====== PROVIDED DATA

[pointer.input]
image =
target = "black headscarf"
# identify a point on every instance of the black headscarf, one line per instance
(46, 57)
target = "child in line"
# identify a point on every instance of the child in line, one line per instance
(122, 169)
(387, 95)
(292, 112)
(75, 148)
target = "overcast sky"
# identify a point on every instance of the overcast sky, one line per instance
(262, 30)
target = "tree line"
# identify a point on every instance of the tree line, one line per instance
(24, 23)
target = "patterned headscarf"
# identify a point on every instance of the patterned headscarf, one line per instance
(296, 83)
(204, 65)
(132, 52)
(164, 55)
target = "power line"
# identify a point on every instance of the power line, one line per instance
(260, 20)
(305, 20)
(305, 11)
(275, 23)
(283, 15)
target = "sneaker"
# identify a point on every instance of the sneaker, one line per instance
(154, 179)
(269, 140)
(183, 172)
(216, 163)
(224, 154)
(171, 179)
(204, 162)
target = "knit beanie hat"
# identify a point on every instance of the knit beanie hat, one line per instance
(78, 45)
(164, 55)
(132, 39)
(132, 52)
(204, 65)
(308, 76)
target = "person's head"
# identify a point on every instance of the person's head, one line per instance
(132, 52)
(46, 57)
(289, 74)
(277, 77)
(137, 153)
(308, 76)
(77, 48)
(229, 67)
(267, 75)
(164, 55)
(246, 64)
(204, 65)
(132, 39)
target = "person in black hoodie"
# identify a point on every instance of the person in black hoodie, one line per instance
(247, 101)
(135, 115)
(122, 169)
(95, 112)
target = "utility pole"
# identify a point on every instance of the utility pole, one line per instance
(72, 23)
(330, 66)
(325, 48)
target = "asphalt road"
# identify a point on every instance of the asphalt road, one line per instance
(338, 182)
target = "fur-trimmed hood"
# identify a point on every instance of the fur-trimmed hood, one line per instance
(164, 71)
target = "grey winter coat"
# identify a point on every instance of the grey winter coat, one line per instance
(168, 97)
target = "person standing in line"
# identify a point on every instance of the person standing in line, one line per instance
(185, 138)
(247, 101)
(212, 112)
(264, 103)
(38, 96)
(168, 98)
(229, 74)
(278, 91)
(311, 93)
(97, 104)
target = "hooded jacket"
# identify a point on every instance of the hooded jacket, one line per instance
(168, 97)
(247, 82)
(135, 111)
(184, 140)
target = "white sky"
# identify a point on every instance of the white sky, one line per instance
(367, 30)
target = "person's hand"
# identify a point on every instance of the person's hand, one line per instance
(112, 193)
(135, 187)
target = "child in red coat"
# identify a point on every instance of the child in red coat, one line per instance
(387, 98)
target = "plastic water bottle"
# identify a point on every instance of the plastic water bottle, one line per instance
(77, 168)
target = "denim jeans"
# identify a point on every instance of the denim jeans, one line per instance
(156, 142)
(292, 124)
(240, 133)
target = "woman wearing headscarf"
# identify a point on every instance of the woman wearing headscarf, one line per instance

============

If a line of the material contains the word "wearing", pick it out and copy it.

[WRITTEN SOLUTION]:
target = "woman wearing headscarf"
# identify a point on every instance of the woman wearing headscarf, one line per instance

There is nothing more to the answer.